● Work to be completed
Please rewrite everything from the line containing "baby's chin, one" down to the line containing "point(255, 234)", changing "drop a point" to "place a dot" and leaving all else unchanged.
· · · · ·
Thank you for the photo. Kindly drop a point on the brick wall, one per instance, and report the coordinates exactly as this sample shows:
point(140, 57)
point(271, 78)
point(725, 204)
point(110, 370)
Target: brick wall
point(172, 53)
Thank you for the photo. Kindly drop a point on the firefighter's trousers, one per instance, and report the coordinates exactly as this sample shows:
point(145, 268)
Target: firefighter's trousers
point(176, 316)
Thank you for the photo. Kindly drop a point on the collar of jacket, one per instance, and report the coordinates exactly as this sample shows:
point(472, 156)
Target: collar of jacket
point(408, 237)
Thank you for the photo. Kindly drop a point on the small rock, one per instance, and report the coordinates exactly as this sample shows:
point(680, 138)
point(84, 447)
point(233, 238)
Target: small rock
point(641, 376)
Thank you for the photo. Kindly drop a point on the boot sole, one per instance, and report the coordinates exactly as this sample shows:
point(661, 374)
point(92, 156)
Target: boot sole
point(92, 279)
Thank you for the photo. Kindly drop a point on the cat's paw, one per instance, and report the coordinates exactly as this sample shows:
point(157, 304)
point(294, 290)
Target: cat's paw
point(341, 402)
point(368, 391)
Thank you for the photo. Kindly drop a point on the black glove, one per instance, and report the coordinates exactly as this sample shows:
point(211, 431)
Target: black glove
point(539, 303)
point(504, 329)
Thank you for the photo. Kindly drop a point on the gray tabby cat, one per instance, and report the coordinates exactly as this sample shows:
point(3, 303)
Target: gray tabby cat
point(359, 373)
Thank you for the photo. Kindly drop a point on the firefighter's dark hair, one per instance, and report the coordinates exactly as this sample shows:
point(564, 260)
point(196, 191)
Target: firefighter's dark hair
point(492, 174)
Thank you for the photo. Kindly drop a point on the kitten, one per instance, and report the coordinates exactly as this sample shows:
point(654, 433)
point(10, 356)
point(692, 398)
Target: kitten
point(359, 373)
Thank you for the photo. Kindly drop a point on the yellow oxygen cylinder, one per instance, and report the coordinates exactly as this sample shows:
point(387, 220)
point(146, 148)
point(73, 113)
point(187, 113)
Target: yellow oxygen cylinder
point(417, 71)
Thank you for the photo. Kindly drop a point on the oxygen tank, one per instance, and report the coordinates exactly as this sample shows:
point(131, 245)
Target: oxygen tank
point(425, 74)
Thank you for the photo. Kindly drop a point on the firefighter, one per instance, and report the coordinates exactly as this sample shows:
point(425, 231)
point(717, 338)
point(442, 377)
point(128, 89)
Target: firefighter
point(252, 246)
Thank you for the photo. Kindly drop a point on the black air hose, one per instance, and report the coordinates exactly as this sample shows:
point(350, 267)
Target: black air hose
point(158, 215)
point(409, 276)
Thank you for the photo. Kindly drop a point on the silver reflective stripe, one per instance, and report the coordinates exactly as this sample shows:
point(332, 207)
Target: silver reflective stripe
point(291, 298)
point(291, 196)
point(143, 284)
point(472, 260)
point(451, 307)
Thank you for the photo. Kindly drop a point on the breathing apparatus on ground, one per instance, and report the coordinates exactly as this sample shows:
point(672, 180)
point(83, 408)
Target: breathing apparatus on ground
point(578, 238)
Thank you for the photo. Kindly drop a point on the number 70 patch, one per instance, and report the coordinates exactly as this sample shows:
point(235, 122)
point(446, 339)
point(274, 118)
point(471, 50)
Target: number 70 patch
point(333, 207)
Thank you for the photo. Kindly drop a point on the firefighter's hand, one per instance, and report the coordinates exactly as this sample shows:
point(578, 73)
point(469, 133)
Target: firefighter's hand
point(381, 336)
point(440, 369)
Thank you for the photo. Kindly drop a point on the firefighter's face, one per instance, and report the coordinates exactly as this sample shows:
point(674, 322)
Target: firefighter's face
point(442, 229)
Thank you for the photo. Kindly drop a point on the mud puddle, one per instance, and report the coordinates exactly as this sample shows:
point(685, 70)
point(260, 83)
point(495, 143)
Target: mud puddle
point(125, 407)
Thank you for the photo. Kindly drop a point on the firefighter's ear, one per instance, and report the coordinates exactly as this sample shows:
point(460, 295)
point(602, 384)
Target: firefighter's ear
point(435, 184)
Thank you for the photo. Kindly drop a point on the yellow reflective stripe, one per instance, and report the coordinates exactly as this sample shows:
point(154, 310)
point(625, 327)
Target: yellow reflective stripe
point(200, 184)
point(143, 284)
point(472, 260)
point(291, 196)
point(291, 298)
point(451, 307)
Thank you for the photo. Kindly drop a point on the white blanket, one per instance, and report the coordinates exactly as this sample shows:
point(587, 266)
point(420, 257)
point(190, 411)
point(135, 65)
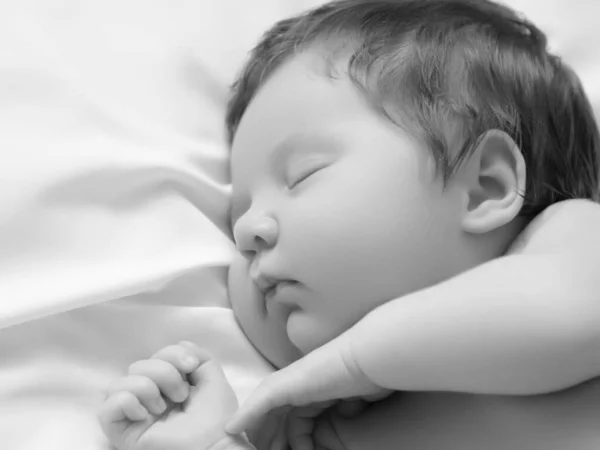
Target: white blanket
point(114, 189)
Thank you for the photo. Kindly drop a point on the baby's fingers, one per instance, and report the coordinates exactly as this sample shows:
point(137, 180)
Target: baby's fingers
point(121, 406)
point(165, 376)
point(144, 389)
point(179, 356)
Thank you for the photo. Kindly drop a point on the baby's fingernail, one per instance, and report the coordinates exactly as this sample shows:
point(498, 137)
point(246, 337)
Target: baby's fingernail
point(190, 361)
point(182, 393)
point(142, 414)
point(160, 405)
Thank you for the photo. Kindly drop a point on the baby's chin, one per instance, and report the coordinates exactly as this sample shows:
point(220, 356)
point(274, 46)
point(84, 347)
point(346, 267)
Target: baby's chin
point(305, 334)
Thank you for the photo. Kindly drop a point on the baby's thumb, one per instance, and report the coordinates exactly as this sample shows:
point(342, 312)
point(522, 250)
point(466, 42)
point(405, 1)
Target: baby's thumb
point(209, 386)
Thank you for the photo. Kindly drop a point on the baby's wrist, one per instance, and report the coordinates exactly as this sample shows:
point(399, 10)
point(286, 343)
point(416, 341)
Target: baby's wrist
point(229, 442)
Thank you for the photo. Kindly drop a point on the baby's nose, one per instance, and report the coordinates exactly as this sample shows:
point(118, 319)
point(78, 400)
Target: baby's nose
point(255, 234)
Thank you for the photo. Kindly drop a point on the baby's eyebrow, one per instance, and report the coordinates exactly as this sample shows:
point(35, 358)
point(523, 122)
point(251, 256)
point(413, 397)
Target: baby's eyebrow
point(321, 141)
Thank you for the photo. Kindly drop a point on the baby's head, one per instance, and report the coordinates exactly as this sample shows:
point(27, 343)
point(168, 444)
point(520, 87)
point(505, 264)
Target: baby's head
point(380, 147)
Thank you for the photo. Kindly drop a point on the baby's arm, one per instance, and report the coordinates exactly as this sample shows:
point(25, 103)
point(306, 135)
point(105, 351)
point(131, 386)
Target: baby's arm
point(523, 324)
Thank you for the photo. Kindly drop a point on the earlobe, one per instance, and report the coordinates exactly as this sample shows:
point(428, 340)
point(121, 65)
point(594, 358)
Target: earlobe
point(497, 184)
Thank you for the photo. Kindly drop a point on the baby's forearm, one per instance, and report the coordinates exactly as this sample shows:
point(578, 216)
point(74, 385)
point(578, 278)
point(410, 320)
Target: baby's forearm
point(522, 324)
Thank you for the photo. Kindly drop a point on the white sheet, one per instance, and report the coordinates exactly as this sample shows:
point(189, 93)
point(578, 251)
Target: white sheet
point(113, 191)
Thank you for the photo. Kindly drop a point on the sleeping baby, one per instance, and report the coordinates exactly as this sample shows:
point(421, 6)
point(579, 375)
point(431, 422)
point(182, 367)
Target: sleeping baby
point(426, 151)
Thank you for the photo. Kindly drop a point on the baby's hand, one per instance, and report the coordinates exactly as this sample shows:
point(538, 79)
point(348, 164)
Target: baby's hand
point(179, 399)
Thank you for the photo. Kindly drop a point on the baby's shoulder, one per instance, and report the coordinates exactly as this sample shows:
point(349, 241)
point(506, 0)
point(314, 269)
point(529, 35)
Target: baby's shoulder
point(566, 223)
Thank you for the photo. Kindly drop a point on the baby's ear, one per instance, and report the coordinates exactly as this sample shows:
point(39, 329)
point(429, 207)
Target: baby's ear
point(496, 183)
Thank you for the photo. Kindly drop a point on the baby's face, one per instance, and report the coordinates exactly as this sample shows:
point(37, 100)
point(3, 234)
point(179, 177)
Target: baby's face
point(335, 211)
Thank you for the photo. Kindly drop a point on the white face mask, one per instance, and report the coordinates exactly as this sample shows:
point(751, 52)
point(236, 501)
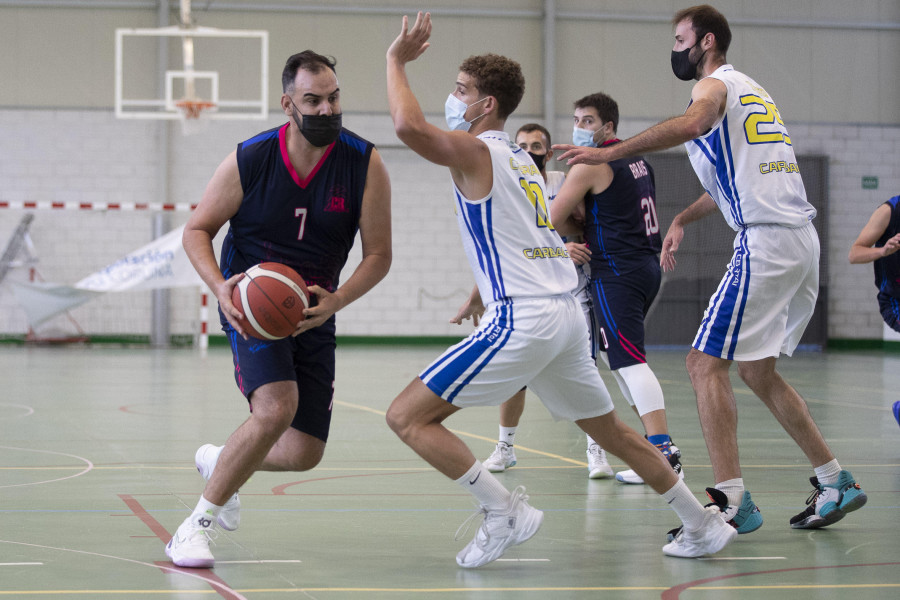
· · · · ·
● Answer for this exercise
Thank you for the photo. Kindly place a dot on the baby's chin, one per instance, and report the coordinates exactly as this sample shows:
point(220, 356)
point(274, 46)
point(84, 347)
point(346, 267)
Target: baby's chin
point(305, 334)
Thank you for the photo. Kindly place a dot on the baby's thumb, one per instance, and report the coordinates exactly as this sample shows:
point(342, 312)
point(522, 250)
point(466, 42)
point(405, 1)
Target: baby's thumb
point(209, 386)
Thank you for the photo. Kindly place a dot on the baby's wrist, one per instance, and report the coordinates exactly as this sample shows:
point(399, 10)
point(286, 343)
point(416, 341)
Target: baby's wrist
point(229, 442)
Thank you for the photo. Kindly place a dot on the baby's nose, one per instance, and report the coordinates exactly as this sample shows:
point(118, 319)
point(78, 400)
Target: baby's nose
point(255, 234)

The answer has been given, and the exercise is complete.